> TASK GOAL: The output is the lines below from the one with "Target: blue sky" through the one with "Target: hazy horizon", both included, printed exactly and with no other line.

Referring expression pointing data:
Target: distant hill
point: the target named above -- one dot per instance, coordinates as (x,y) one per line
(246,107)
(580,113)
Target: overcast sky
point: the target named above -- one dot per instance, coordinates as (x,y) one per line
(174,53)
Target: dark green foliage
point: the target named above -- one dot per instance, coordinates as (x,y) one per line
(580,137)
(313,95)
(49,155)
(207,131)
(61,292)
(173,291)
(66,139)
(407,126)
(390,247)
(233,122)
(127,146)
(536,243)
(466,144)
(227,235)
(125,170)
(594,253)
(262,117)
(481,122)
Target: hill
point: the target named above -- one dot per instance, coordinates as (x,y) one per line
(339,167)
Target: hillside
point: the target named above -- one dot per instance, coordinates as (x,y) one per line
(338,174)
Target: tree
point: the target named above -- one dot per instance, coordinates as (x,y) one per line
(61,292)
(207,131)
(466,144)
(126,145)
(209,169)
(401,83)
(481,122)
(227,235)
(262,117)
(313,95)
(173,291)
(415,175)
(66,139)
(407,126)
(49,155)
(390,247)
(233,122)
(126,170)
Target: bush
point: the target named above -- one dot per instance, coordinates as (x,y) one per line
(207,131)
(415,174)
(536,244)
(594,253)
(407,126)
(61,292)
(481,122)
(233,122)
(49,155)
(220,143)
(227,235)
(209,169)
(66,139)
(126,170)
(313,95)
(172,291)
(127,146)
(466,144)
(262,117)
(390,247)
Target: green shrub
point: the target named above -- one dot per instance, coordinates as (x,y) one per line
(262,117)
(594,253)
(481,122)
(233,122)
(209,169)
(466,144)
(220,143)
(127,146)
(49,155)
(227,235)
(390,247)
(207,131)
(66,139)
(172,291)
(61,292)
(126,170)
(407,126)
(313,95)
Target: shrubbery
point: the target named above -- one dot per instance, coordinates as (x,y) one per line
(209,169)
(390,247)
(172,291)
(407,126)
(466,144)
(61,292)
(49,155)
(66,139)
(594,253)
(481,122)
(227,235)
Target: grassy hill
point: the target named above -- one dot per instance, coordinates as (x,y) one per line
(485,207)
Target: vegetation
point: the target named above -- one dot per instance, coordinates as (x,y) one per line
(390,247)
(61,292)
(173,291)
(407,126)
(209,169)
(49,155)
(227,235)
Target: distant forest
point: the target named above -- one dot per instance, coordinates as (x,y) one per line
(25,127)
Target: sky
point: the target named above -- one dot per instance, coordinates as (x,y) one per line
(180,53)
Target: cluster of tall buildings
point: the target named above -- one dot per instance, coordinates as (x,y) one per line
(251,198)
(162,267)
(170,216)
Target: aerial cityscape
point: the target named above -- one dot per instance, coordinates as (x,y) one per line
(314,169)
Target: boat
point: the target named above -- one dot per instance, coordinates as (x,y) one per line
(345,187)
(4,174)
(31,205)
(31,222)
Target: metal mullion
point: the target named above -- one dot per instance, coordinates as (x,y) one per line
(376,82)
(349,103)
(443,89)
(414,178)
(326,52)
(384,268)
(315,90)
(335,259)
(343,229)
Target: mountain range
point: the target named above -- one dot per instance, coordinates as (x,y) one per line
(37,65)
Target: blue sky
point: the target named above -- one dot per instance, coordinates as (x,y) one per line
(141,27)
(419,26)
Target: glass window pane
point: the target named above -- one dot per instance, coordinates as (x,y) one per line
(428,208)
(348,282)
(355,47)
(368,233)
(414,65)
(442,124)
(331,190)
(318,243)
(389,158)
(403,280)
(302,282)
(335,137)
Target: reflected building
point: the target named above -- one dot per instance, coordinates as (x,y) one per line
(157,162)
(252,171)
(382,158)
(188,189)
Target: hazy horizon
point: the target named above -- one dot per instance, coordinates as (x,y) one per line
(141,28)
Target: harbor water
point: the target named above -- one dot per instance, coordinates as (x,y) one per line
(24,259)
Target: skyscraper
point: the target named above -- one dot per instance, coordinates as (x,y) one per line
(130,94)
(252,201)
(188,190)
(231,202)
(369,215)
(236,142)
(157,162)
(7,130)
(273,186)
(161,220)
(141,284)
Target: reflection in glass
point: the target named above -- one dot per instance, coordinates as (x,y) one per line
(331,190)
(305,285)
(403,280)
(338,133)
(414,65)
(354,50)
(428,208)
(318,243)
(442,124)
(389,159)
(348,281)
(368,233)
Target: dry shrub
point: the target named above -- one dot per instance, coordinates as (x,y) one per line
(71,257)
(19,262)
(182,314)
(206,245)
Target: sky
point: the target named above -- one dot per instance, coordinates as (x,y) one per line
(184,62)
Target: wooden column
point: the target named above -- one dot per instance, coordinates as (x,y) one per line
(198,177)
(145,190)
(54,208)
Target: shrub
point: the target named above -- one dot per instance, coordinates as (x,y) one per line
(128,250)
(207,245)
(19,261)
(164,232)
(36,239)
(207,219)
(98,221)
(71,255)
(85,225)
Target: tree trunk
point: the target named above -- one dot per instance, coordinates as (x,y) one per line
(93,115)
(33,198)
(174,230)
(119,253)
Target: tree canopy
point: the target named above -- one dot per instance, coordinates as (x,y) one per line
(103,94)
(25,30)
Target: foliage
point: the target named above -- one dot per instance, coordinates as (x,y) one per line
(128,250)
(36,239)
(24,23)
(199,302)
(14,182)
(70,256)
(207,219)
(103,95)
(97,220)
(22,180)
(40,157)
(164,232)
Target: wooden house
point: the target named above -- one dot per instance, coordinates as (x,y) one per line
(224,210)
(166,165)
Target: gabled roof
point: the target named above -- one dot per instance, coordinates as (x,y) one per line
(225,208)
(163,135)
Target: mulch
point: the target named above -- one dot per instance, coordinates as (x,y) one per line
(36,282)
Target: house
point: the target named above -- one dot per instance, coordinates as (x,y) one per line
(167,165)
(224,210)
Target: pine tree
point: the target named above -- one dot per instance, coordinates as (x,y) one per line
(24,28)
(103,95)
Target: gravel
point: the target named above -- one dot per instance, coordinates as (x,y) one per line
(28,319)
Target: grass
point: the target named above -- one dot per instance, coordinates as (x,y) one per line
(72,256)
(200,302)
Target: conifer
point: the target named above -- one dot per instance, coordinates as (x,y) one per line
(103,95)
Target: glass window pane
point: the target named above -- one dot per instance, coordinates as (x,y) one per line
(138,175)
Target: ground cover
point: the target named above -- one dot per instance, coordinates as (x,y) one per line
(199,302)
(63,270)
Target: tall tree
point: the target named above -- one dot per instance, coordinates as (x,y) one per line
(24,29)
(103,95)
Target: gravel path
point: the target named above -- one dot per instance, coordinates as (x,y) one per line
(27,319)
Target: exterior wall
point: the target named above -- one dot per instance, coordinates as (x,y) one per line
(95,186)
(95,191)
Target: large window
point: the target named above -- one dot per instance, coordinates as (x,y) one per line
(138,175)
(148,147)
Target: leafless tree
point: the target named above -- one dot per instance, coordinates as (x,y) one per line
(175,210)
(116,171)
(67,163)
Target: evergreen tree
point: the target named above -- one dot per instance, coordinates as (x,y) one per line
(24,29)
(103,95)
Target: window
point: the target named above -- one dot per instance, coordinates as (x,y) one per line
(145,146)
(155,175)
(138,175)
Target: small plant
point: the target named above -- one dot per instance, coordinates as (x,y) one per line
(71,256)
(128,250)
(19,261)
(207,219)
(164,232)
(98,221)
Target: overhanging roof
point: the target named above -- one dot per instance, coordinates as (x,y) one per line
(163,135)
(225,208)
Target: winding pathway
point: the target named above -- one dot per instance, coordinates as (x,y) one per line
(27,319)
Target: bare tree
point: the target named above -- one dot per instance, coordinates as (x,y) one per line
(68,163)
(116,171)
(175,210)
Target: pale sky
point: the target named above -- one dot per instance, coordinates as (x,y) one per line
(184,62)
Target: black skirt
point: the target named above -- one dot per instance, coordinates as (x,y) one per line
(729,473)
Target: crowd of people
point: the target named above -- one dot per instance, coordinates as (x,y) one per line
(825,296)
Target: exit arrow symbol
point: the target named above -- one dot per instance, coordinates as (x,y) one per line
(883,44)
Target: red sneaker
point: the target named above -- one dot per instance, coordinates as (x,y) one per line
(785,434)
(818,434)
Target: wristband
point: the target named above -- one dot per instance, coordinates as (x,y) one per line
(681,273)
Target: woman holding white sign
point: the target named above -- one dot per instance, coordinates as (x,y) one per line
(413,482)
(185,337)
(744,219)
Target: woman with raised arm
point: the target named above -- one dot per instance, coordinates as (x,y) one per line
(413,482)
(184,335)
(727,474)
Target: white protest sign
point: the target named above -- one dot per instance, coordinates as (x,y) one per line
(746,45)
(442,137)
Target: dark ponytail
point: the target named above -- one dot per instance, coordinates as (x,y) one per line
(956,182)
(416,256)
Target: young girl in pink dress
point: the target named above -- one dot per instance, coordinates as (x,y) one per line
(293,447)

> EXERCISE ANSWER:
Target: blue sky
point: the target named above -- one dot per instance, coordinates as (x,y) one per line
(141,27)
(419,26)
Target: glass window pane
point: the target named above -- one dot per instance, coordinates as (x,y) one per line
(428,208)
(348,282)
(355,47)
(368,233)
(414,65)
(442,124)
(331,190)
(318,243)
(389,158)
(403,280)
(302,282)
(335,137)
Target: reflected building
point: the target named above -- one dot per instance, coordinates as (x,y) one per line
(157,162)
(252,171)
(382,158)
(188,189)
Target: hazy horizon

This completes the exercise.